> _Exercise task_:
What is needed is an exact copy of the entries below, from the line that contains "the man's wrinkled" through the final line, both included, and nothing else.
-- Stored rows start --
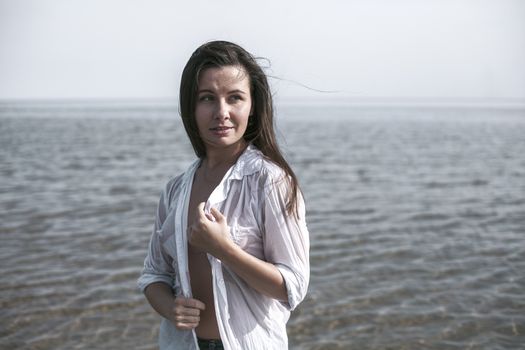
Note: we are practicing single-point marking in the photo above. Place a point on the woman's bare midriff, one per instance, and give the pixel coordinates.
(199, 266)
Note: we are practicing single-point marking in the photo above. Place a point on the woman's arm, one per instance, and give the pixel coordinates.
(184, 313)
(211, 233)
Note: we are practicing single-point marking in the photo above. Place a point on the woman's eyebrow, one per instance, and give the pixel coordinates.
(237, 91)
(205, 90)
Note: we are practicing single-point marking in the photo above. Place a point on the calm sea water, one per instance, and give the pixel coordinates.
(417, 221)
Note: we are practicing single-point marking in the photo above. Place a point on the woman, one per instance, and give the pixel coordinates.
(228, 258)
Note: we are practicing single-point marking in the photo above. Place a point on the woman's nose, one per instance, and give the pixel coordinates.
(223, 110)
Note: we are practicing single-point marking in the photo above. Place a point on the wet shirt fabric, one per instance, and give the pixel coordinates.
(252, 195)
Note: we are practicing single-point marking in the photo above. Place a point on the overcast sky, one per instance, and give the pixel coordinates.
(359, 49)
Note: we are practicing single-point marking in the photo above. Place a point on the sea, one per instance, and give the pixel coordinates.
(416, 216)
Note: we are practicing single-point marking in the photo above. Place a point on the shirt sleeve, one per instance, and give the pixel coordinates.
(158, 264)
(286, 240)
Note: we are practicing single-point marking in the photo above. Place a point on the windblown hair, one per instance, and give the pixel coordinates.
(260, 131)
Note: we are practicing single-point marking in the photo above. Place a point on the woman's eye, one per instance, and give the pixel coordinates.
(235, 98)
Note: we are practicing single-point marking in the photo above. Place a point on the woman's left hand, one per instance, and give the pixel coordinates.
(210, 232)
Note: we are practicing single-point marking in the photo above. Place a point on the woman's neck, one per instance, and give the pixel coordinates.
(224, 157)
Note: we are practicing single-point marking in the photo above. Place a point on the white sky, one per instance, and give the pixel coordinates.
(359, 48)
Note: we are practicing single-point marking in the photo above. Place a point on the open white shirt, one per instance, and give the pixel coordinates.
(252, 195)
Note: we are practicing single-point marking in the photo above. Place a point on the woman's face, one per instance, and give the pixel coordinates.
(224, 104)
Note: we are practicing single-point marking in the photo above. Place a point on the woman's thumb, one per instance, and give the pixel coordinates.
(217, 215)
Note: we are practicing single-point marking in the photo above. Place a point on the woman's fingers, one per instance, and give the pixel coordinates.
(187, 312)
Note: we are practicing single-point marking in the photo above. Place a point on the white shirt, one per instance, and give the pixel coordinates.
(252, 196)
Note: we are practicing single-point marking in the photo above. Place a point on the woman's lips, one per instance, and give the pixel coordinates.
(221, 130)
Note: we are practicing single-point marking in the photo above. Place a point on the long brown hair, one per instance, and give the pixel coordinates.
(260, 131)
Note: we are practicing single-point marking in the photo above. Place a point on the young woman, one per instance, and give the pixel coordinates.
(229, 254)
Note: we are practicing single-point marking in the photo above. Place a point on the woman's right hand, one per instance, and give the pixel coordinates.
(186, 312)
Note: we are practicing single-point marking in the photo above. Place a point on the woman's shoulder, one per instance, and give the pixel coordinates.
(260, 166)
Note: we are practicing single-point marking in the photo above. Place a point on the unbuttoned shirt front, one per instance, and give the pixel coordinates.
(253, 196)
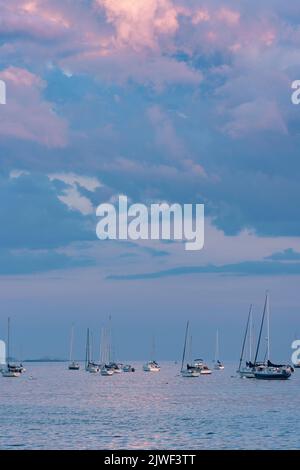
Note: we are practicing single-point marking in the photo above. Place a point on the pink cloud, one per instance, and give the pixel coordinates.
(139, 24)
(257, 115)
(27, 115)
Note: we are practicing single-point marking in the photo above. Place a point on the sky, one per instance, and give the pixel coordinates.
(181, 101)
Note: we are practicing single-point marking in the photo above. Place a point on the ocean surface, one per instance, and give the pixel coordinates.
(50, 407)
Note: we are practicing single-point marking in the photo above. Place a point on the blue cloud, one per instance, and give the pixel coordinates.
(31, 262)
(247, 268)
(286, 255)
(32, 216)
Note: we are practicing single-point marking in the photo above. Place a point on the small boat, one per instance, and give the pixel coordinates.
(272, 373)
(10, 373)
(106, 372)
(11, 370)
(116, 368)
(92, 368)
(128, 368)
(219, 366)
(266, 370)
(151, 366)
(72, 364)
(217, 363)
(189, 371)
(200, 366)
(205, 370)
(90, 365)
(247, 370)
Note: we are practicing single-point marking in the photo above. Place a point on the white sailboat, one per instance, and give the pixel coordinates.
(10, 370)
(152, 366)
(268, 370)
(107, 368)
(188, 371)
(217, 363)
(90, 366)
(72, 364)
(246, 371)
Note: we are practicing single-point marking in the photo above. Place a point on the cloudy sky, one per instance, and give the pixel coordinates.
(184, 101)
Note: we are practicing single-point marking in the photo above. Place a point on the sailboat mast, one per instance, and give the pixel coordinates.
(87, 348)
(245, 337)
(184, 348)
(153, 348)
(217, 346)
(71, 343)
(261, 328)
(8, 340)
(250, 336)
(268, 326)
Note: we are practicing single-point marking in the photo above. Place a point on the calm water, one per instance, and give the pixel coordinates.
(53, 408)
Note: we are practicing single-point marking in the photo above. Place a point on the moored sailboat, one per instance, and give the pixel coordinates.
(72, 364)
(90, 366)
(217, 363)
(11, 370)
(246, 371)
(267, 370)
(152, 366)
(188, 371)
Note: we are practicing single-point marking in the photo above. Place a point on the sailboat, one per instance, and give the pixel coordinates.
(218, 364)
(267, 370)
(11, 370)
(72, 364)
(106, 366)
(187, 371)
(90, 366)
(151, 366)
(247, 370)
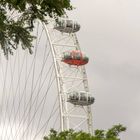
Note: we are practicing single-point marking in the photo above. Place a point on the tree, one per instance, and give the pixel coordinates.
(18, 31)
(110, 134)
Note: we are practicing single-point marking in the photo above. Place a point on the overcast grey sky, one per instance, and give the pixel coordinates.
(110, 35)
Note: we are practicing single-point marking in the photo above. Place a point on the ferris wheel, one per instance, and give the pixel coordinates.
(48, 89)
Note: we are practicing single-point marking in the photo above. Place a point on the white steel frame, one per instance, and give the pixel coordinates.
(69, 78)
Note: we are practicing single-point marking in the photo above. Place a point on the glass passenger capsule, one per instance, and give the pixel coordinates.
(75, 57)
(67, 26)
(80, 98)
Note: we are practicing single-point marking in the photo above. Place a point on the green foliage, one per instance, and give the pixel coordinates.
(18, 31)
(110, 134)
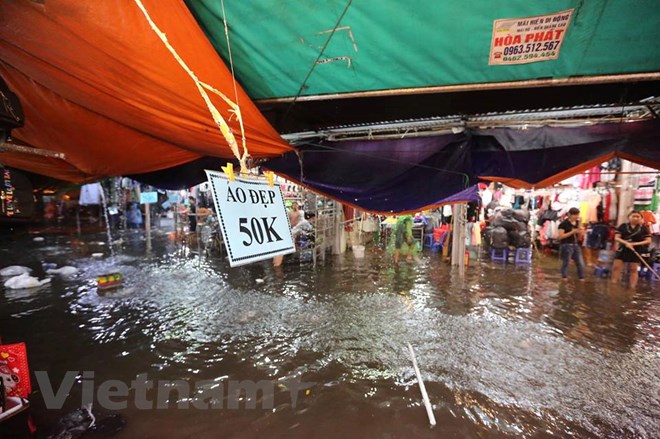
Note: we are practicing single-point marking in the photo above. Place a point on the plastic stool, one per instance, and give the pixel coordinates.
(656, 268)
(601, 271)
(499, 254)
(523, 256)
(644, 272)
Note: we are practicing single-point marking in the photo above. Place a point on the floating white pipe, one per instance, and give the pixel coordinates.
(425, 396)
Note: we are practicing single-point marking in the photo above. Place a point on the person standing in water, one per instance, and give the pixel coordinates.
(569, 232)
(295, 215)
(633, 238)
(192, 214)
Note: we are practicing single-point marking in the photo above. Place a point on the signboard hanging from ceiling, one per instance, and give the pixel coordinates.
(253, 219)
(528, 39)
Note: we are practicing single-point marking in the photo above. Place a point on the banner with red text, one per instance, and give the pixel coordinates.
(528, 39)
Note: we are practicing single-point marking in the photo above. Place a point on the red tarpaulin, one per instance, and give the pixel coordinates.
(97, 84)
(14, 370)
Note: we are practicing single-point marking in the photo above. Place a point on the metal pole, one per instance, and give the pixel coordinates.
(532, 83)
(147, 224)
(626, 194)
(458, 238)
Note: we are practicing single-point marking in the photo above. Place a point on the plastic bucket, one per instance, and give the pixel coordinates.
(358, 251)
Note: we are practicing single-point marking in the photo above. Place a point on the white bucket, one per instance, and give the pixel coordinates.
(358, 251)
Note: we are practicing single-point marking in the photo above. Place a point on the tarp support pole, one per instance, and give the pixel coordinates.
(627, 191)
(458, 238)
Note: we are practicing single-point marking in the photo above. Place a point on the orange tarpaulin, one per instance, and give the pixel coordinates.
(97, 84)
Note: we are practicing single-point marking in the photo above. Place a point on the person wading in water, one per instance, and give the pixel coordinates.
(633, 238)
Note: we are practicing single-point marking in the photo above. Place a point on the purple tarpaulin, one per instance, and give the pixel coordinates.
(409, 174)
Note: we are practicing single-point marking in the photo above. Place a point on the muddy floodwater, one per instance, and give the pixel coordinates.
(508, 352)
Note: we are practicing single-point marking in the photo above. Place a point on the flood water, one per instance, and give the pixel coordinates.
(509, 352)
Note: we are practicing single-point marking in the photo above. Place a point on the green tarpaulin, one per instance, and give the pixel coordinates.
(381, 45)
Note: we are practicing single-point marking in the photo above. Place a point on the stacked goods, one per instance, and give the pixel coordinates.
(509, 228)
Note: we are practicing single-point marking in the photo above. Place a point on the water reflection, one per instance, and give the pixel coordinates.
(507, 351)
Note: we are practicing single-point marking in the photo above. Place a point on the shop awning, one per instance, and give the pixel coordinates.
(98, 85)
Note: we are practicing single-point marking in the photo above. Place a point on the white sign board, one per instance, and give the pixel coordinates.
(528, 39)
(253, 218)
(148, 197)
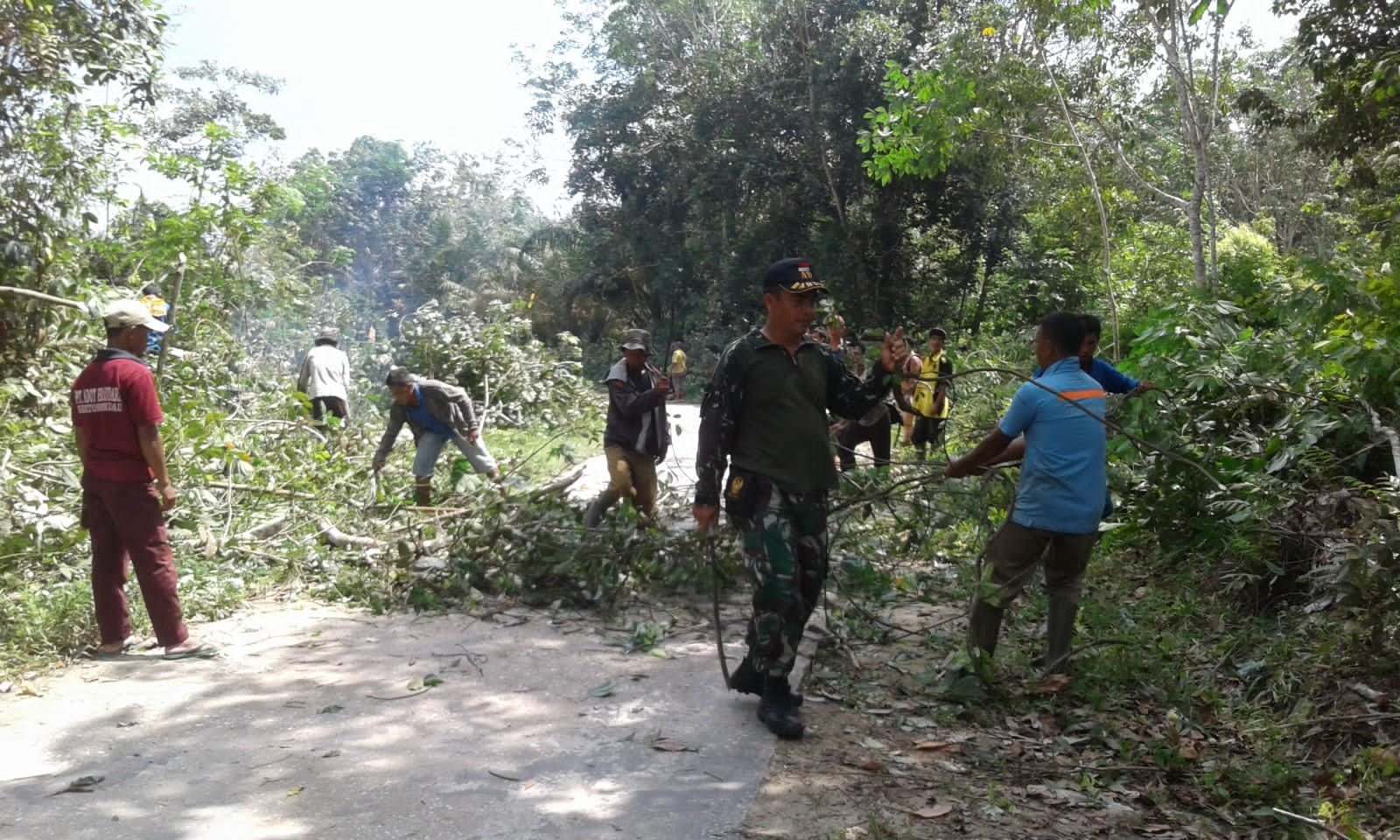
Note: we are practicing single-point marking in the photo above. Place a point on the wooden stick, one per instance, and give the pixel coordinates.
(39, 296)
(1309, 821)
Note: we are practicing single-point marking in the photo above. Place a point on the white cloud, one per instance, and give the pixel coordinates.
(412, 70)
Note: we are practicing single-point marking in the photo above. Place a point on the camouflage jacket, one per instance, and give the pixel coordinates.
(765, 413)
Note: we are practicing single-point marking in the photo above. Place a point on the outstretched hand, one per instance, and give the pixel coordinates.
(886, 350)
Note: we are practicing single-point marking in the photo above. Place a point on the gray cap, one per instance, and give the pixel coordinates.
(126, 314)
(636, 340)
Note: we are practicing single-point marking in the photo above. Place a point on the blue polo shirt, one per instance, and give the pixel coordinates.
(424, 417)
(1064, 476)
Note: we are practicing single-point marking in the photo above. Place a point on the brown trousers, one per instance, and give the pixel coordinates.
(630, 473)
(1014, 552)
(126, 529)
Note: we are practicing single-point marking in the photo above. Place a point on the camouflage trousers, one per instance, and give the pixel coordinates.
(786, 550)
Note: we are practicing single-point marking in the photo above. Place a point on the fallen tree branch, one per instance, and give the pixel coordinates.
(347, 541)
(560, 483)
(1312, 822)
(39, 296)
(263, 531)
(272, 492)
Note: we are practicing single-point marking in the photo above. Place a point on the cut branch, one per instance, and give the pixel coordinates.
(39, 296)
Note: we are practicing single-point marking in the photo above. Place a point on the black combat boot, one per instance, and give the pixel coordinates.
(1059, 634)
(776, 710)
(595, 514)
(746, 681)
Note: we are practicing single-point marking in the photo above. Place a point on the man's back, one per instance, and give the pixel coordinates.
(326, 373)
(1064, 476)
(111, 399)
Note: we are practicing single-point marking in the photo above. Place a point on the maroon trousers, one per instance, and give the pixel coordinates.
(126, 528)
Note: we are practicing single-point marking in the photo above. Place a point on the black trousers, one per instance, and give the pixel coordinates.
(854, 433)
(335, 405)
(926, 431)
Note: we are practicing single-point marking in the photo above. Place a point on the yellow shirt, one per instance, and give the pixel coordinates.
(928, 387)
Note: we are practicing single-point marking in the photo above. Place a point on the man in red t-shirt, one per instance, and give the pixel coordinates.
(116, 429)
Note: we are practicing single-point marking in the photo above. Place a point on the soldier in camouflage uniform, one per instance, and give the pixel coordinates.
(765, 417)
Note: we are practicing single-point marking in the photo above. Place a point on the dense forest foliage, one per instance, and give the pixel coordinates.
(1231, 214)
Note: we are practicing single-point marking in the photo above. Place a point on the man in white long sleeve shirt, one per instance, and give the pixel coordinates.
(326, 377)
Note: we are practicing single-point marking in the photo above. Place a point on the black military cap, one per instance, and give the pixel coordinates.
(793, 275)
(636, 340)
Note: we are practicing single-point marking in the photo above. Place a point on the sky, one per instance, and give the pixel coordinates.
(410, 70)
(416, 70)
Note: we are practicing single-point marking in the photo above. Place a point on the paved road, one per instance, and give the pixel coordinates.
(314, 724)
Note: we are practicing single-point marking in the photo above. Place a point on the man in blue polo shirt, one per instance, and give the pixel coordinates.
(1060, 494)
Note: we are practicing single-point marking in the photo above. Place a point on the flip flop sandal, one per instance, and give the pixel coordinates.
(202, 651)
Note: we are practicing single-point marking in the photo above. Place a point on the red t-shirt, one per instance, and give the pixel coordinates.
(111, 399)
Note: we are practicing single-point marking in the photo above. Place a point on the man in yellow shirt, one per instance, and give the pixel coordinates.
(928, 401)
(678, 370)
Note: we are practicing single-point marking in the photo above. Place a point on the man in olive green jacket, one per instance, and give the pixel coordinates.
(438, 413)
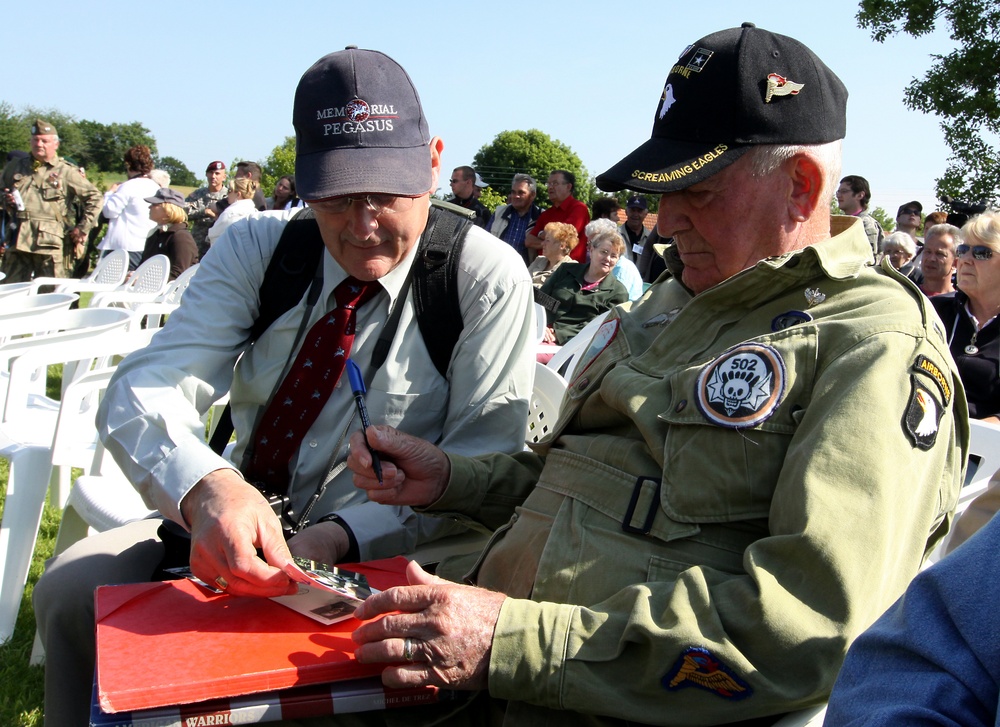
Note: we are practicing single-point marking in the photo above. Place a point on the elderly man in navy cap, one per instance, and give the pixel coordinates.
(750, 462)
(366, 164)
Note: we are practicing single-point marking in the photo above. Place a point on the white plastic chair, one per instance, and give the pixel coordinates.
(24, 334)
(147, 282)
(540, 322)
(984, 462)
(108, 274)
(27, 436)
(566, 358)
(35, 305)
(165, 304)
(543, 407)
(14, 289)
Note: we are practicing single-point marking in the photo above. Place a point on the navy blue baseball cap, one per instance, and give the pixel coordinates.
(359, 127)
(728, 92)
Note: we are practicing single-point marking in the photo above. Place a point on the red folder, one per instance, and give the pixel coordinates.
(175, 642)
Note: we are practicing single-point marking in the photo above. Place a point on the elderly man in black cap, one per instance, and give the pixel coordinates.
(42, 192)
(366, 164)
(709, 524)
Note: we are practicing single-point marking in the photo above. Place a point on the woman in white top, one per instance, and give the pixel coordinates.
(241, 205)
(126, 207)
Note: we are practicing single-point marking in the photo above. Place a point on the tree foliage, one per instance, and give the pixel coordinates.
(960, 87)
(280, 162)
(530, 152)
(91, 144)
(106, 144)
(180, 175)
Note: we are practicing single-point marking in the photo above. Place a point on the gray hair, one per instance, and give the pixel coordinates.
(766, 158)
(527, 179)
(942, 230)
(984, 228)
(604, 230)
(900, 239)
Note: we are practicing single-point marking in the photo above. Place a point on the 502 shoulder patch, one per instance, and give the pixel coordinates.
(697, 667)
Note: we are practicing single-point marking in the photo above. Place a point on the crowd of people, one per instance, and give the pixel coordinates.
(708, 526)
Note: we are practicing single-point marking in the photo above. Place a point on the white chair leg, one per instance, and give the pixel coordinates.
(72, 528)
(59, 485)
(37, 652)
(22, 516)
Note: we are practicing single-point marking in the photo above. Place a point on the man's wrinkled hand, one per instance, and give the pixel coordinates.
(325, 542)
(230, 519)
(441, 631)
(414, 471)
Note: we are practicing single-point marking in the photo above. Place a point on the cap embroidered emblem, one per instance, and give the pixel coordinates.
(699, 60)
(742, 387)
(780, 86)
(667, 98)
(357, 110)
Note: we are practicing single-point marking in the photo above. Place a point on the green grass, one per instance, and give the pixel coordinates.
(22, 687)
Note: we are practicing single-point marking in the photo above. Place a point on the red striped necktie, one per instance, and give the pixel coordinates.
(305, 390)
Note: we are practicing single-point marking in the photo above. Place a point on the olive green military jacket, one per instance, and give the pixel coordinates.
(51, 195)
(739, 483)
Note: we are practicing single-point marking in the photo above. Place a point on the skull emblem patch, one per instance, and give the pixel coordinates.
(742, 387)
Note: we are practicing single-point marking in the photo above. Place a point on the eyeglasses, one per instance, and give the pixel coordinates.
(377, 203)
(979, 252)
-- Stored rows end --
> _Output of the exercise_:
Note: we are practicing single-point marking in the photo above. Place a point on the man's wrinkled hand, one per instance, and give the pixel coordinates.
(325, 542)
(230, 519)
(441, 631)
(414, 471)
Note: we are practicing single-point marking in the photo above. Place a point on the cap embroidered emblem, one per instance, and give the pixel coordinates.
(699, 60)
(742, 387)
(780, 86)
(667, 98)
(357, 110)
Note: we are practicing single-point marking in the photo above. Place a point on the green grass, one per instance, and give the pixel coordinates.
(22, 687)
Note: we are practicing single-point marking in the photo above. Place a point on the red striped necktie, one per instance, and give the pixel coordinates.
(305, 390)
Note: we are practicing single-point marking in the photo above. Place a point on the olive green military jacket, one per instance, and give the pixel coordinates.
(51, 195)
(739, 483)
Note: we are practicing single-point marking in the photo above. Place a point on the skull emblem patch, one per instance, and give the pixel coordinates.
(742, 387)
Note: we are practicing single-point marking in the photo above. Place a point on the eyeglasses, one per instance, and give the pixel coordinates.
(377, 203)
(979, 252)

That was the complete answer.